* DIRECTIONS
Each entry that follows must be output without any deviation.

* DATA IN THIS EXERCISE
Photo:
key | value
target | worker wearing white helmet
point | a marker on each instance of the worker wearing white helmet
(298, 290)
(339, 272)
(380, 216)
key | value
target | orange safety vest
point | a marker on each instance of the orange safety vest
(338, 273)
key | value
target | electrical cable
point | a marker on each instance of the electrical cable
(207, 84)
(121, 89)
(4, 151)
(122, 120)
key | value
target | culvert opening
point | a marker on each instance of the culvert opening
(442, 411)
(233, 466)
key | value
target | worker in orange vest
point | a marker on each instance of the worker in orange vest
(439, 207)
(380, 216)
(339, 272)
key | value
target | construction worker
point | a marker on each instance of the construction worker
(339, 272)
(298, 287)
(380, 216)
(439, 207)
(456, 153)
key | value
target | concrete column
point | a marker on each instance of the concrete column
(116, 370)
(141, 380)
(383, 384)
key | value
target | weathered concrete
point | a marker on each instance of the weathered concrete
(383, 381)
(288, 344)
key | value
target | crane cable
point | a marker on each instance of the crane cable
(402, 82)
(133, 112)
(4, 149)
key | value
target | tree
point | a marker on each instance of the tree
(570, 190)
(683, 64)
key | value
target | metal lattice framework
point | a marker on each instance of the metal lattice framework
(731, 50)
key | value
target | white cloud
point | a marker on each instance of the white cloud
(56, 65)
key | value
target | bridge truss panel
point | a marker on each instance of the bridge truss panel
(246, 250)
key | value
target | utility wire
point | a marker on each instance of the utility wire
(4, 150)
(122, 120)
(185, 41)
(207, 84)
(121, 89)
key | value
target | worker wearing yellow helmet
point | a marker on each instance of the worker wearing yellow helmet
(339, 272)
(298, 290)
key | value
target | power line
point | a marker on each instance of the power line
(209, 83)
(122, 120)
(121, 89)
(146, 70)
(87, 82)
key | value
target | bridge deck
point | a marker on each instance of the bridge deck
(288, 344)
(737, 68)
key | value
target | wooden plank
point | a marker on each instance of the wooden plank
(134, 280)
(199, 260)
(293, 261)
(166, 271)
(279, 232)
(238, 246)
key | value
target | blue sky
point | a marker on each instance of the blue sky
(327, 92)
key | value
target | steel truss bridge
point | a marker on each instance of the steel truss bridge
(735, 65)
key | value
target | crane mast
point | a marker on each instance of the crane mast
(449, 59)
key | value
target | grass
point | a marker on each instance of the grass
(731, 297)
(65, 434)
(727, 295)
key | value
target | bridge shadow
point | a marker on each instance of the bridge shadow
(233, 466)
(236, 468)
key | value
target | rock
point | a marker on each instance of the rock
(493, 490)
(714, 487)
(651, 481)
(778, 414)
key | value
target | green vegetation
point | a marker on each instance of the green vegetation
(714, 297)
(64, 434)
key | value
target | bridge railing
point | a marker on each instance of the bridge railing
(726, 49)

* EXERCISE RESPONSE
Photo:
key | value
target | worker wearing white helmet
point | a marker on each instance of the worker wearing white helmet
(298, 290)
(339, 272)
(380, 216)
key | value
target | orange safety vest
point | a marker on each instance of the orange safety vest
(338, 273)
key | value
target | electrical cable
point | a marker on each instance of the electrical cable
(207, 84)
(121, 89)
(4, 151)
(122, 120)
key | value
target | culvert opening
point | a marker on each instance of the culvert opening
(442, 411)
(233, 466)
key | value
target | worker in orange vest
point | a marker on each instance of the worker in orange vest
(439, 207)
(380, 216)
(339, 272)
key | value
target | construction worker
point | a marker on each instance of the construction worker
(339, 272)
(298, 287)
(380, 216)
(439, 207)
(456, 153)
key | value
target | concrete column
point | a marker on each instance of the concrete column
(116, 370)
(141, 380)
(383, 384)
key | value
target | weathered concrete
point | a marker on each instance of the weathered concrete
(383, 381)
(288, 344)
key | value
target | crane cable
point | a marker on each instance of the crane cable
(402, 82)
(133, 112)
(4, 149)
key | value
target | tree
point | a marker on each instance of the tree
(570, 190)
(683, 64)
key | value
target | metal lattice framework
point | a marker on each instance of the metal lattice framework
(731, 50)
key | value
target | white cloud
point | a marker on each instance of the white cloud
(56, 65)
key | value
target | bridge truss panel
point | a marker on each instance of the bridge truss panel
(246, 250)
key | value
target | utility wire
point | a marker on each instance of the utility wire
(4, 150)
(122, 120)
(185, 41)
(207, 84)
(121, 89)
key | value
target | worker wearing yellow helmet
point | a marker on each instance of the worker wearing yellow helmet
(339, 272)
(298, 290)
key | value
target | power line
point | a marker on each instance of the power line
(209, 83)
(122, 120)
(121, 89)
(146, 70)
(87, 82)
key | value
target | bridge deck
point | a marker on each instance of the bridge deck
(288, 344)
(737, 68)
key | value
target | wooden plank
point | a marker on each instance of the wooden plank
(134, 280)
(199, 260)
(293, 261)
(166, 271)
(279, 232)
(238, 246)
key | value
target | blue sky
point | a marker on each instance of the blue sky
(327, 92)
key | value
target | steel truss bridge
point | a marker on each instance of the steel truss bridge
(735, 65)
key | value
target | crane mast
point | a marker on each instance of the crane mast
(449, 59)
key | value
target | grass
point | a marker on each instance of the grass
(731, 297)
(65, 434)
(727, 295)
key | value
target | bridge shadow
point | a marker on each instance of the bridge shadow
(233, 466)
(236, 468)
key | value
target | rock
point | a marker on each instance of the rock
(493, 490)
(714, 487)
(651, 481)
(778, 414)
key | value
target | green vegetation
point | a marker on each instance of the green vegetation
(714, 297)
(64, 434)
key | value
target | bridge railing
point | a marker on each instance of the bridge railing
(726, 49)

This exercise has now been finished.